Segment Start: INPUT DATA

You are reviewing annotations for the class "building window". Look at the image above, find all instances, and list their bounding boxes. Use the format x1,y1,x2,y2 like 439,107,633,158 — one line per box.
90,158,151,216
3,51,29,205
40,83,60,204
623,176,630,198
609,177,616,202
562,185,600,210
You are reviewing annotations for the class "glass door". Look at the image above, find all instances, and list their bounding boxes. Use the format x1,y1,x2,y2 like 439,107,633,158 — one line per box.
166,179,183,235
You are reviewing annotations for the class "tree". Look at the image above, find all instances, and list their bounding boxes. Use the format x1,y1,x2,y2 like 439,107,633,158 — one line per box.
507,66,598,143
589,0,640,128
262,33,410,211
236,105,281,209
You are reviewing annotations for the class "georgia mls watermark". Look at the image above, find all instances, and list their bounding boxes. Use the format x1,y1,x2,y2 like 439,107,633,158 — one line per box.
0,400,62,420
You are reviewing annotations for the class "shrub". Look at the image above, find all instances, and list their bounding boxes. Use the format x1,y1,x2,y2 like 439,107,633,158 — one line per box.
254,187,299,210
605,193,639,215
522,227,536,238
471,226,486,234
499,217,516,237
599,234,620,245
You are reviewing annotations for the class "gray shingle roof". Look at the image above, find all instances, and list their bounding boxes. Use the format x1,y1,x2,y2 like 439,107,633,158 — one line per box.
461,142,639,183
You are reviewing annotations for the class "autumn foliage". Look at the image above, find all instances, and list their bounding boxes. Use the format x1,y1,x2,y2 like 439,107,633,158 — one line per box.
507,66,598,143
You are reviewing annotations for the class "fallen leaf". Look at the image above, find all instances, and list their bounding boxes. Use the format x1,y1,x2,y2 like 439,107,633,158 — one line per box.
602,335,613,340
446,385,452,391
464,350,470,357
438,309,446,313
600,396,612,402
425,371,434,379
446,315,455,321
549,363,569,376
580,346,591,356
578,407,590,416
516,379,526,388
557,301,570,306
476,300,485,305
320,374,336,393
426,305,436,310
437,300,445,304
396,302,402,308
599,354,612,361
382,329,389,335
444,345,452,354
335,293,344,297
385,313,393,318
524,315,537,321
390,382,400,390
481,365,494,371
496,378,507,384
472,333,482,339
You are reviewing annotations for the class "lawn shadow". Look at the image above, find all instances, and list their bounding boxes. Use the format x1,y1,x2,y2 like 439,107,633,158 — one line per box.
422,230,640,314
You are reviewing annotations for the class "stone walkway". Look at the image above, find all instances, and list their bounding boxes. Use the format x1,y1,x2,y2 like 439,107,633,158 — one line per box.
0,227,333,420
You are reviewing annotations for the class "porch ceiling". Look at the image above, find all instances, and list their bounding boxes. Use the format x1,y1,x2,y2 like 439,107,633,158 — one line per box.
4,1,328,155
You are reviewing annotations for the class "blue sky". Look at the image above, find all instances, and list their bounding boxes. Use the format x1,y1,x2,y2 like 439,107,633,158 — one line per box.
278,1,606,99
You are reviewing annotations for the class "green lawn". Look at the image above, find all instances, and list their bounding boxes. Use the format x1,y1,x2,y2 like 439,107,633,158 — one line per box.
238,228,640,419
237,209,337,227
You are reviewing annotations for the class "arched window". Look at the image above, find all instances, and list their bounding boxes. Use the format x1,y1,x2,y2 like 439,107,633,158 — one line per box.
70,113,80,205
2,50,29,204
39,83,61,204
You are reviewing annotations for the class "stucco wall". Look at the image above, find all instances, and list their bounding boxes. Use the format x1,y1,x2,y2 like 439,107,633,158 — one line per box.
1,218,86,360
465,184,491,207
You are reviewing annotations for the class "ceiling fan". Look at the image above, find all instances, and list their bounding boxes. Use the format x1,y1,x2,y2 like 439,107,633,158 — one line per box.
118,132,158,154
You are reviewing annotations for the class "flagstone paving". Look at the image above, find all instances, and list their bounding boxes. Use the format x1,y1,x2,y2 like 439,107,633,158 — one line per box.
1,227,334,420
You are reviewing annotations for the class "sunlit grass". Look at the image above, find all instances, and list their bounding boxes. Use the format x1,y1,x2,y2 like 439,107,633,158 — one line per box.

Segment End: INPUT DATA

■ WORK INSTRUCTIONS: The output should be the entire listing, exactly as it is.

■ RESULT FOR THIS TASK:
You are reviewing annotations for the class "building window". Look at the image above, find all instances, and list their bounding boxes. Use the format x1,y1,x2,y2 like 439,107,633,158 — one line per box.
90,158,151,216
3,51,29,205
40,83,60,204
623,176,630,198
609,177,616,202
562,185,600,210
You are reviewing annotations for the class "glass door". Look at the image above, find all instances, and list their bounding boxes. Use the format x1,y1,x2,y2 like 439,107,633,158 — one line per box.
166,179,183,235
You are reviewing annotations for the class "tree". Look at the image above, find all instances, and list their bounding boxes. Use the format x1,y1,x2,y2 like 439,107,633,158 — one line per box.
507,66,598,143
589,0,640,128
262,33,410,211
236,105,281,209
You are reviewing annotations for the class "georgia mls watermark". Look at the image above, find all instances, and list their bounding boxes. Use the format x1,y1,x2,y2 like 439,107,633,158 — one line per box.
0,400,62,420
You are reviewing annotations for the class "shrub". Look at the image above, find all instances, and list their bounding boxes. Use the format x1,y1,x2,y2 like 439,107,633,158 — one line per box.
254,187,299,210
605,193,639,215
522,227,536,238
471,226,486,234
499,217,516,237
599,234,620,245
You are reviewing annotations for the class "gray shingle roof". Look at the image above, find all instances, and list their bounding boxes. Use the format x1,y1,x2,y2 like 439,107,633,158 — one line per box.
461,142,639,183
You are reviewing annotations for the class "autumn foliage". Look at the image above, find all instances, and list their bounding boxes. Use the format x1,y1,x2,y2 like 439,107,633,158 — one line per box.
507,66,598,143
You are reviewing annotations for the class "fallen leaf". Look at the image above, find all instances, and list their bounding boxes. Use the format x1,y1,x2,y2 like 439,107,633,158 — one line per box.
602,335,613,340
446,385,452,391
464,350,470,357
438,309,446,313
600,396,612,402
425,371,434,379
446,315,455,321
549,363,569,376
580,346,591,356
578,407,590,416
516,379,526,388
557,301,570,306
476,300,485,305
320,374,336,393
426,305,436,310
437,300,445,304
396,302,402,308
599,354,612,361
382,329,389,335
444,345,452,354
335,293,344,297
385,313,393,318
524,315,537,321
390,382,400,390
481,365,494,371
496,378,507,384
472,333,482,339
You are reviewing annotations for the class "lawn shadow". Look at the image above, find all instances, and list their bounding boxes. Use the format x1,y1,x2,y2 like 439,107,633,158 — one line per box.
422,230,640,314
You are reviewing annotations for the class "stone walkway". Look at the image above, find all instances, and list their bounding boxes. Use the format x1,y1,x2,y2 like 439,107,633,158 — one line per box.
0,227,333,420
You are reviewing annotations for the class "porch ceiling". Look at the image above, find all instances, and list their bounding boxes. Use the format x1,y1,x2,y2 like 439,107,633,158 — one line per box.
4,1,328,155
You are reviewing annotations for the class "blue sky". Look at the image above, find all instances, and list their bounding boxes. Use the format x1,y1,x2,y2 like 439,107,633,158 — one line per box.
278,1,606,99
You are reviewing annotations for the class "green lawn". Look at the image above, find all instances, and list their bounding boxes. Use the format x1,y1,x2,y2 like 439,107,633,158 — one line per box.
238,228,640,419
237,209,337,227
You are reviewing annotations for the class "arched window". Look at the image above, find all instances, and list their bounding boxes. Use the format x1,y1,x2,y2 like 439,107,633,158 — one line per box.
70,113,80,205
2,50,29,204
39,83,61,204
You are reviewing annotations for the class "stucco wall". Look at the image above, find all instances, and list their bounding boxes. Use the format x1,y1,x2,y2 like 439,107,633,158 — one line per box.
1,218,86,360
465,184,491,207
You are reviewing annotations for the class "ceiling fan". Look at the image above, find all instances, and list their bounding boxes. Use the format x1,y1,x2,y2 like 439,107,633,158 — one line per box.
118,132,158,154
You are reviewing annotations for the class "flagstone paving". Look at the image above, find all instances, and list their bounding boxes. Use the format x1,y1,x2,y2 like 439,107,633,158 — one line per box.
1,227,334,420
You are reviewing annotations for the class "sunlit grass". Look at the image above, find all instances, and list their bounding boxes. Use the format x1,y1,x2,y2 like 439,107,633,158 — one line per box.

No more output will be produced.